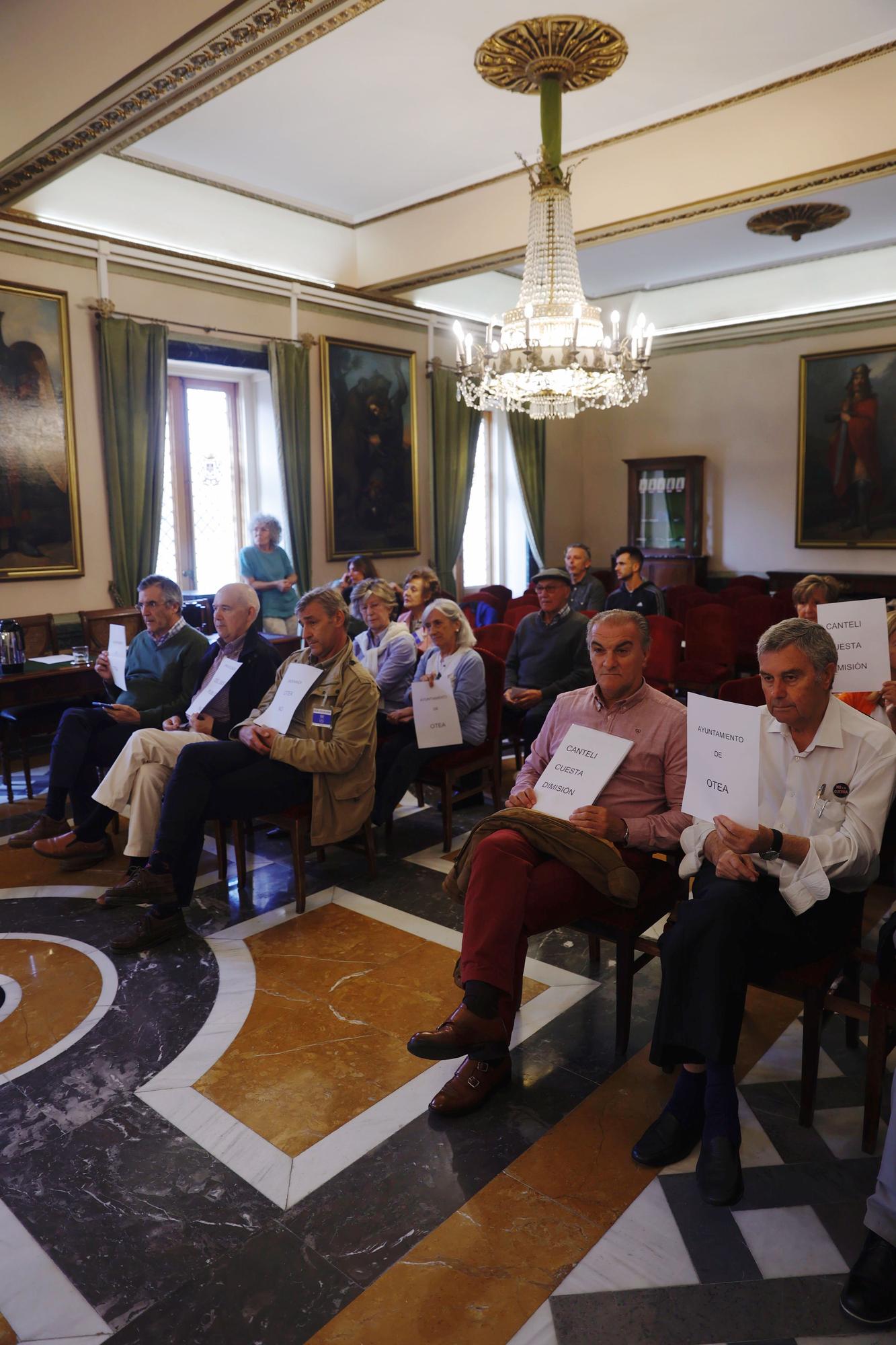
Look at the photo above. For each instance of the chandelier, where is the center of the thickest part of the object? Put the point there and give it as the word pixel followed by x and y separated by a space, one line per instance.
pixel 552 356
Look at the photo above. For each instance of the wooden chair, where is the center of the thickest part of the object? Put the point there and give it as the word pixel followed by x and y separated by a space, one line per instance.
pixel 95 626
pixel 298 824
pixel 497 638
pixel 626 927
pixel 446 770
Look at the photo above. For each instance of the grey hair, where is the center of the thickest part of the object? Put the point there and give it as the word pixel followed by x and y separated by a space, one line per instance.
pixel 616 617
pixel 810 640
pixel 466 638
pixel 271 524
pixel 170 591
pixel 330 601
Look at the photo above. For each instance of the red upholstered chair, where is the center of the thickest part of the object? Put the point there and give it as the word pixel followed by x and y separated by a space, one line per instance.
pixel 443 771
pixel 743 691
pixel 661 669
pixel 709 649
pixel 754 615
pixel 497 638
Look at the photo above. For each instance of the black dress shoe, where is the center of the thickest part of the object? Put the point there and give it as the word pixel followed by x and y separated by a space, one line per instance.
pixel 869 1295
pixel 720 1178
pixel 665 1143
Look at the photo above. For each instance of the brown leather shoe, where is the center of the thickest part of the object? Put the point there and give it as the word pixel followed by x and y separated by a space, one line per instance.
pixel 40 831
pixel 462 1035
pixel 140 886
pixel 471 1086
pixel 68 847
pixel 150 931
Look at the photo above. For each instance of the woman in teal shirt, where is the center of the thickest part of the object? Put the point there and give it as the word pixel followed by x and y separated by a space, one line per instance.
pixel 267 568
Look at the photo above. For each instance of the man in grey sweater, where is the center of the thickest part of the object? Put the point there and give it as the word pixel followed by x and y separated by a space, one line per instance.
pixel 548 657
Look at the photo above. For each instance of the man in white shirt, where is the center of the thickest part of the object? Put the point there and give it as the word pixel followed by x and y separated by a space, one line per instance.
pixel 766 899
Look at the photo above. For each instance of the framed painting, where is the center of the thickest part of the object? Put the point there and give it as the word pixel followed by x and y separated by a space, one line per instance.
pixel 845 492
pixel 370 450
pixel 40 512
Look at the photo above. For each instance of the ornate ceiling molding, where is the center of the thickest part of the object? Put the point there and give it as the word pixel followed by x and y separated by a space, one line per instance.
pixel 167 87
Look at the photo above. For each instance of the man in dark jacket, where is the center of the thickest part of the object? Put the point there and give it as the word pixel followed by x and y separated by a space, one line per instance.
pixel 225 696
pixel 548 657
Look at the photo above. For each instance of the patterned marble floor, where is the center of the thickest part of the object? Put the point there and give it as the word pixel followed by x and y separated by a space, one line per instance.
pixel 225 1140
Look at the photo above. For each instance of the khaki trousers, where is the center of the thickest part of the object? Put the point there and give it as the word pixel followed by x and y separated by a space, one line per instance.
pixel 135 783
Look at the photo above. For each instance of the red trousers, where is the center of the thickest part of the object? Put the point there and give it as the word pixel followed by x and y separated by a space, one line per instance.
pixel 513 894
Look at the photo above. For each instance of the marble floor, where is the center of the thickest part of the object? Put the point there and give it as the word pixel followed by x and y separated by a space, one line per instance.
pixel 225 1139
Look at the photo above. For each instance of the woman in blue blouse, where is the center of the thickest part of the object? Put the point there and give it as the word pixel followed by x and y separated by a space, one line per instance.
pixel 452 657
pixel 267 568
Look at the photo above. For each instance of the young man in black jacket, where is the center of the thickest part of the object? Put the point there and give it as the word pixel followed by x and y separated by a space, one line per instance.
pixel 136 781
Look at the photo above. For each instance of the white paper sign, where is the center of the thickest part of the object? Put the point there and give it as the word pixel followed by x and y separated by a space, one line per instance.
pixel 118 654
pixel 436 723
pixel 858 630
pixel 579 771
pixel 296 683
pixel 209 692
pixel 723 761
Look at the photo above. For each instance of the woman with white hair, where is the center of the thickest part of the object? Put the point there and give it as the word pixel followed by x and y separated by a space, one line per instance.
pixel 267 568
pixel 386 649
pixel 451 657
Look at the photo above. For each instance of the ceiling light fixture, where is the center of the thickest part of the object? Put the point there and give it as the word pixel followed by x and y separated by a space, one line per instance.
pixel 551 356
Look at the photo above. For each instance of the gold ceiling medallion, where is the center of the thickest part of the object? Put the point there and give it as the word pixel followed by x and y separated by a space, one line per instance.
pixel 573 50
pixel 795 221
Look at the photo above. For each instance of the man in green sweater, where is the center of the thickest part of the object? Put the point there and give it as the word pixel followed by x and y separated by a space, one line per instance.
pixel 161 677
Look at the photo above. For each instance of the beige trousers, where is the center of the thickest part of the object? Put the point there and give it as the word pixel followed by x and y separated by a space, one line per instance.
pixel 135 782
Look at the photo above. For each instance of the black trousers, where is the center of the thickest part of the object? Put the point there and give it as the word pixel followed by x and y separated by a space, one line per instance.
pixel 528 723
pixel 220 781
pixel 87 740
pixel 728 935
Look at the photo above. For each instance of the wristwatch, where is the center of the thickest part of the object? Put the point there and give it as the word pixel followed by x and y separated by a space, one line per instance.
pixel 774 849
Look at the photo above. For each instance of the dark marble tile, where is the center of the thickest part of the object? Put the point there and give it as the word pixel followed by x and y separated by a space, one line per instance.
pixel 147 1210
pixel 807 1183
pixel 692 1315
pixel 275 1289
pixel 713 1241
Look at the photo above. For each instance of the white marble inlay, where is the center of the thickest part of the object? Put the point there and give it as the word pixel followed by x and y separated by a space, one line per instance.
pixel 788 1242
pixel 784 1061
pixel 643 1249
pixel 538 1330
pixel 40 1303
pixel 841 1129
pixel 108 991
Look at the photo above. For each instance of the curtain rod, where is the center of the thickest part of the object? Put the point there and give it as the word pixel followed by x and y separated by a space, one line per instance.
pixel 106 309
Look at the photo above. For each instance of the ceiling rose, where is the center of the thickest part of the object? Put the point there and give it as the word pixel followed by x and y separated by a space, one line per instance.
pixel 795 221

Problem statement:
Scale the point coordinates in the answers by 1.1 for the records between the lines holding "Look at the photo above. For each instance of the beige" and "pixel 135 782", inclusive, rounding each to a whole number with halves going up. Give all those lines again, requests included, and nothing else.

Solved problem:
Look at the photo above. For each instance of the beige trousers, where is the center of the thickest part of the object? Put the point there and give it as the word pixel followed by x and y separated by a space, one line per instance.
pixel 149 860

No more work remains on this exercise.